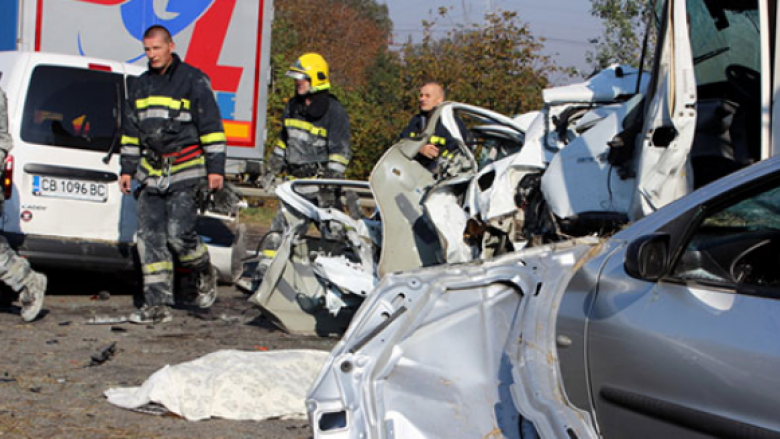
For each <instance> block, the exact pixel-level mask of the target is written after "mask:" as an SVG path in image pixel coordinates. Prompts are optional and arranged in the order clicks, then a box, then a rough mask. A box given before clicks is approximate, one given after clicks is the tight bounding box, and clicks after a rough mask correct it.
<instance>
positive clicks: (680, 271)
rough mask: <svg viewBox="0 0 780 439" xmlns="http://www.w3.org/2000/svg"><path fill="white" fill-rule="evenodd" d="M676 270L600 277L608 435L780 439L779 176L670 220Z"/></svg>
mask: <svg viewBox="0 0 780 439" xmlns="http://www.w3.org/2000/svg"><path fill="white" fill-rule="evenodd" d="M658 232H659V233H662V234H665V236H669V242H670V251H669V252H668V253H669V255H670V256H671V259H670V261H671V262H670V264H669V269H668V274H666V275H665V276H663V277H662V278H661V280H659V281H649V280H642V279H636V278H634V277H631V276H630V275H629V274H627V272H626V268H625V261H626V257H627V252H626V250H623V251H621V252H618V253H617V254H616V255H615V256H613V257H612V258H611V259H610V260H609V262H608V263H607V265H606V266H605V269H604V270H603V272H602V274H601V275H600V278H599V287H598V294H597V296H596V299H595V302H594V304H593V308H592V310H591V313H590V315H589V320H588V329H587V341H586V346H587V364H588V368H589V378H590V384H591V392H592V393H591V397H592V400H593V403H594V406H595V412H596V413H595V414H596V418H597V422H598V425H599V428H600V430H601V433H602V434H603V436H604V437H606V438H621V437H627V438H629V437H630V438H659V437H670V438H671V437H674V438H700V437H701V438H703V437H780V417H778V416H777V407H778V406H779V405H780V392H778V391H777V390H778V389H780V374H778V373H777V370H778V368H779V367H780V341H778V332H780V174H778V173H777V172H775V173H774V174H770V175H769V176H767V177H762V178H761V179H759V181H758V182H752V183H749V184H747V185H743V186H741V187H736V188H734V189H731V190H729V191H727V192H726V193H725V194H724V195H722V196H718V197H716V198H715V199H713V200H711V201H709V202H707V203H705V204H704V205H703V206H700V207H697V208H694V209H692V210H690V211H688V212H686V213H684V214H682V215H680V216H678V217H677V218H675V219H673V220H671V221H669V222H668V223H667V224H666V225H665V226H663V227H661V228H660V229H659V230H658Z"/></svg>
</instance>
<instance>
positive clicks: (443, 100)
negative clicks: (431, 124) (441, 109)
mask: <svg viewBox="0 0 780 439" xmlns="http://www.w3.org/2000/svg"><path fill="white" fill-rule="evenodd" d="M442 102H444V87H443V86H442V85H441V84H439V83H438V82H433V81H430V82H426V83H425V84H423V86H422V87H421V88H420V95H419V103H420V112H419V113H418V114H415V115H414V117H412V120H410V121H409V125H407V126H406V128H404V130H403V132H401V138H402V139H406V138H415V137H418V136H420V135H421V134H422V133H423V131H425V126H426V125H428V120H430V116H431V114H432V113H433V111H434V110H435V109H436V107H437V106H438V105H439V104H441V103H442ZM455 120H456V122H457V123H458V128H459V129H460V132H461V133H464V132H466V128H465V126H464V125H463V122H462V121H461V120H460V119H459V118H457V117H456V118H455ZM457 145H458V141H457V140H456V139H455V138H454V137H452V134H451V133H450V132H449V130H448V129H447V128H446V127H445V126H444V124H443V123H442V120H441V119H439V121H438V123H437V124H436V128H435V129H434V132H433V136H431V138H430V143H428V144H427V145H423V147H422V148H420V151H419V153H418V154H417V156H416V157H415V160H417V161H418V162H420V163H421V164H422V165H423V166H425V167H426V168H428V169H431V170H434V168H435V167H436V160H437V158H438V157H442V158H445V159H446V158H449V157H451V156H452V154H455V153H456V152H457V151H458V146H457Z"/></svg>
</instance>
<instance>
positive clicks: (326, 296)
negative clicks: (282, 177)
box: [240, 180, 381, 335]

━━━━━━━━━━━━━━━━━━━━

■ Activity ■
What the records say must be written out exactly, with none of their pictures.

■ Solved exercise ■
For each <instance> block, the exact pixel-level mask of the target is written after "mask:" as an SVG path in image pixel coordinates. Prompts are optional and arranged in the order clicks, then a box, then a rough mask. A box given before clicks is approximate, one given after clicks is the tight bounding box, and clicks after a rough mask correct it.
<instance>
positive clicks: (680, 271)
rough mask: <svg viewBox="0 0 780 439" xmlns="http://www.w3.org/2000/svg"><path fill="white" fill-rule="evenodd" d="M676 270L600 277L608 435L780 439L779 176L670 220Z"/></svg>
mask: <svg viewBox="0 0 780 439" xmlns="http://www.w3.org/2000/svg"><path fill="white" fill-rule="evenodd" d="M658 232H659V233H662V234H665V236H669V242H670V251H669V252H668V253H669V255H670V256H671V259H670V261H671V262H670V264H669V269H668V274H666V275H665V276H663V277H662V278H661V280H659V281H649V280H642V279H636V278H634V277H631V276H630V275H629V274H627V272H626V268H625V261H626V257H627V252H626V250H623V251H621V252H618V253H617V254H616V255H615V256H613V257H612V258H611V259H610V260H609V262H608V263H607V265H606V266H605V269H604V270H603V272H602V274H601V275H600V278H599V287H598V294H597V296H596V299H595V302H594V304H593V308H592V310H591V313H590V315H589V320H588V329H587V341H586V346H587V364H588V368H589V378H590V384H591V392H592V393H591V397H592V400H593V403H594V406H595V412H596V413H595V414H596V418H597V422H598V425H599V428H600V430H601V433H602V434H603V436H604V437H606V438H621V437H627V438H629V437H630V438H659V437H670V438H671V437H674V438H700V437H701V438H703V437H780V417H778V416H777V407H778V406H779V405H780V392H778V391H777V390H778V389H780V374H778V373H777V370H778V368H779V367H780V341H778V332H780V174H778V173H777V172H775V173H774V174H770V175H769V176H767V177H762V178H761V179H759V181H758V182H752V183H749V184H747V185H743V186H741V187H736V188H734V189H731V190H729V191H727V192H726V193H725V194H724V195H722V196H718V197H716V198H715V199H713V200H711V201H709V202H707V203H705V204H704V205H703V206H700V207H697V208H694V209H692V210H690V211H688V212H686V213H684V214H682V215H680V216H678V217H677V218H675V219H673V220H671V221H669V222H668V223H667V224H666V225H665V226H663V227H661V228H660V229H659V230H658Z"/></svg>
</instance>
<instance>
positive clicks: (443, 100)
negative clicks: (431, 124) (441, 109)
mask: <svg viewBox="0 0 780 439" xmlns="http://www.w3.org/2000/svg"><path fill="white" fill-rule="evenodd" d="M442 102H444V87H443V86H442V85H441V84H439V83H438V82H433V81H430V82H426V83H425V84H423V86H422V87H421V88H420V95H419V103H420V112H419V113H418V114H415V115H414V117H412V120H410V121H409V125H407V126H406V128H404V130H403V132H401V138H402V139H406V138H415V137H418V136H420V135H421V134H422V133H423V131H425V126H426V125H428V120H430V116H431V114H432V113H433V111H434V110H435V109H436V107H437V106H438V105H439V104H441V103H442ZM455 120H456V122H457V123H458V128H459V129H460V132H461V133H464V132H466V128H465V126H464V125H463V122H462V121H461V120H460V119H459V118H457V117H456V118H455ZM457 145H458V141H457V140H456V139H455V138H454V137H452V134H451V133H450V132H449V130H448V129H447V128H446V127H445V126H444V124H443V123H442V120H441V119H439V121H438V123H437V124H436V128H435V129H434V132H433V136H431V138H430V143H428V144H427V145H423V147H422V148H420V151H419V153H418V154H417V156H416V157H415V160H417V161H418V162H420V163H421V164H422V165H423V166H425V167H426V168H428V169H431V170H434V168H435V167H436V160H437V158H438V157H442V158H445V159H446V158H449V157H451V156H452V154H455V153H456V152H457V151H458V146H457Z"/></svg>
</instance>
<instance>
positive clicks: (326, 296)
negative clicks: (282, 177)
box: [240, 180, 381, 335]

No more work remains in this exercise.